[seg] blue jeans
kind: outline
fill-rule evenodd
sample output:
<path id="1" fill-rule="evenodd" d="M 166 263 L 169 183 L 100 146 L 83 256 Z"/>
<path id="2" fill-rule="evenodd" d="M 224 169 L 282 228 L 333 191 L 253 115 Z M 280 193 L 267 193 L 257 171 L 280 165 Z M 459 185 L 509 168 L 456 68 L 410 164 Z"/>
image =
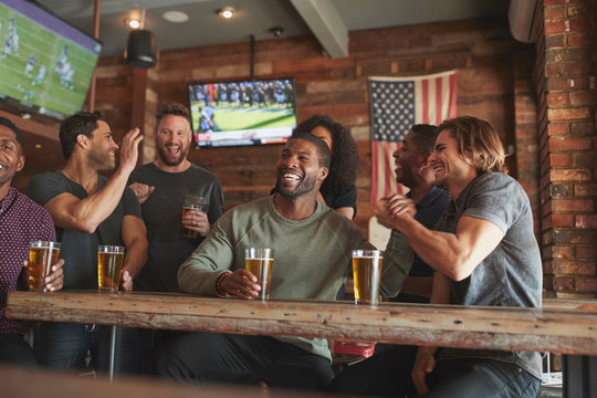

—————

Task prompt — Copy every line of the records above word for word, but leave the picture out of your copy.

Exercise output —
[seg] blue jeans
kind: outline
fill-rule evenodd
sample output:
<path id="1" fill-rule="evenodd" d="M 166 263 L 169 183 L 100 146 L 83 256 Z"/>
<path id="2" fill-rule="evenodd" d="M 224 169 L 282 228 L 333 191 L 253 115 Z M 280 193 L 267 193 L 257 171 L 280 165 Z M 459 185 L 509 168 L 456 68 L 410 164 Z"/>
image =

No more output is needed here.